Top of Source records
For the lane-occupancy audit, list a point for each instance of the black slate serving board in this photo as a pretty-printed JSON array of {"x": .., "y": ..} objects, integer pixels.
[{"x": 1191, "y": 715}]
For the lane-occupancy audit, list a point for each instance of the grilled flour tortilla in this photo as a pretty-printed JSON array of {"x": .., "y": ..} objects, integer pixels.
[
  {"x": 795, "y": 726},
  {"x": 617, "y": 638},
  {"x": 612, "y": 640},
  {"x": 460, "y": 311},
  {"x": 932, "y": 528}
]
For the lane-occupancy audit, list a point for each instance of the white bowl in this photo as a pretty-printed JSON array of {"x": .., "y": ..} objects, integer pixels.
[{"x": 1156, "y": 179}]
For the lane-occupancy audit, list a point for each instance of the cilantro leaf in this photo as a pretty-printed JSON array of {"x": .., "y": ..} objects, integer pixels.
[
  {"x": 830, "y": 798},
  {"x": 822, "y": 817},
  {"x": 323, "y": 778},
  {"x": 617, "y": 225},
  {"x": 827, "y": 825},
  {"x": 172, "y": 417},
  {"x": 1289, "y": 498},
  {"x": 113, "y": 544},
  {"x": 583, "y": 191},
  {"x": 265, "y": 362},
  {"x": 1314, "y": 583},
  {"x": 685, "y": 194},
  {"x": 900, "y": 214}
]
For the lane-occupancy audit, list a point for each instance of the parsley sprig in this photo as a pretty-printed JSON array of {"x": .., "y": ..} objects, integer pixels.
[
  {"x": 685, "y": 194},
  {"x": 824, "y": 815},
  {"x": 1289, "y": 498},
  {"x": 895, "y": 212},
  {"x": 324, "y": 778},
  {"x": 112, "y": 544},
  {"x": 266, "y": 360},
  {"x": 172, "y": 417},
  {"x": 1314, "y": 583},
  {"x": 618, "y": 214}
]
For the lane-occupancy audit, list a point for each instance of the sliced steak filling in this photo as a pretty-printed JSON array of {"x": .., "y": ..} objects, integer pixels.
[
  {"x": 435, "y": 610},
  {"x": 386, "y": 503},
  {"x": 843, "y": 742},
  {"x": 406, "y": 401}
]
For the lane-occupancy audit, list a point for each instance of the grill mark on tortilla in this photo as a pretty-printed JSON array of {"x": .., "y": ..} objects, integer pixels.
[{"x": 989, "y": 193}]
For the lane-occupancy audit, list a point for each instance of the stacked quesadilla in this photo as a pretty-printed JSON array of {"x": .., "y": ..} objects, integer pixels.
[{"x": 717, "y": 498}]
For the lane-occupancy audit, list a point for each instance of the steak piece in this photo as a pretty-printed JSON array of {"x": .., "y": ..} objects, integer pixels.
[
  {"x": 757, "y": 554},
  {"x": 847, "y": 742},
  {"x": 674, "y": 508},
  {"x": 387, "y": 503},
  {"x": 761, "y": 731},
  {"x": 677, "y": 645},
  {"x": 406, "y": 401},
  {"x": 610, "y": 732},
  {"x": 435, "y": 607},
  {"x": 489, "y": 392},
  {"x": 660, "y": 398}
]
Bottom of Source records
*Work task:* Exactly as they appear, print the lines from the one holding "of the sliced" through the final line of the entries, and no others.

*Your response:*
For the lane-occupancy audit, list a point for each instance of the sliced steak filling in this photo as a pretty-printed JSON array of {"x": .., "y": ..} objects, integer pixels.
[
  {"x": 435, "y": 610},
  {"x": 386, "y": 503},
  {"x": 843, "y": 742},
  {"x": 406, "y": 401}
]
For the lane-occupancy audit, list a point for each instance of the grill mark on tortilla in this photo as a pretty-printed JSON array of {"x": .., "y": ..} objects, integer pixels.
[{"x": 989, "y": 193}]
For the lane-occupancy audit, list a point for each instance of the stacked quesadilla in this photo as a pretty-printed JSON array of {"x": .., "y": ..} objects, integer pixels.
[{"x": 717, "y": 498}]
For the lane-occupancy audit, list a point for each instance of the steak piece in this photo as a pretty-printed JSON array of {"x": .., "y": ..} objects, integer pixels.
[
  {"x": 757, "y": 554},
  {"x": 847, "y": 742},
  {"x": 674, "y": 508},
  {"x": 387, "y": 503},
  {"x": 761, "y": 731},
  {"x": 677, "y": 645},
  {"x": 406, "y": 401},
  {"x": 610, "y": 732},
  {"x": 435, "y": 607},
  {"x": 489, "y": 392},
  {"x": 660, "y": 398}
]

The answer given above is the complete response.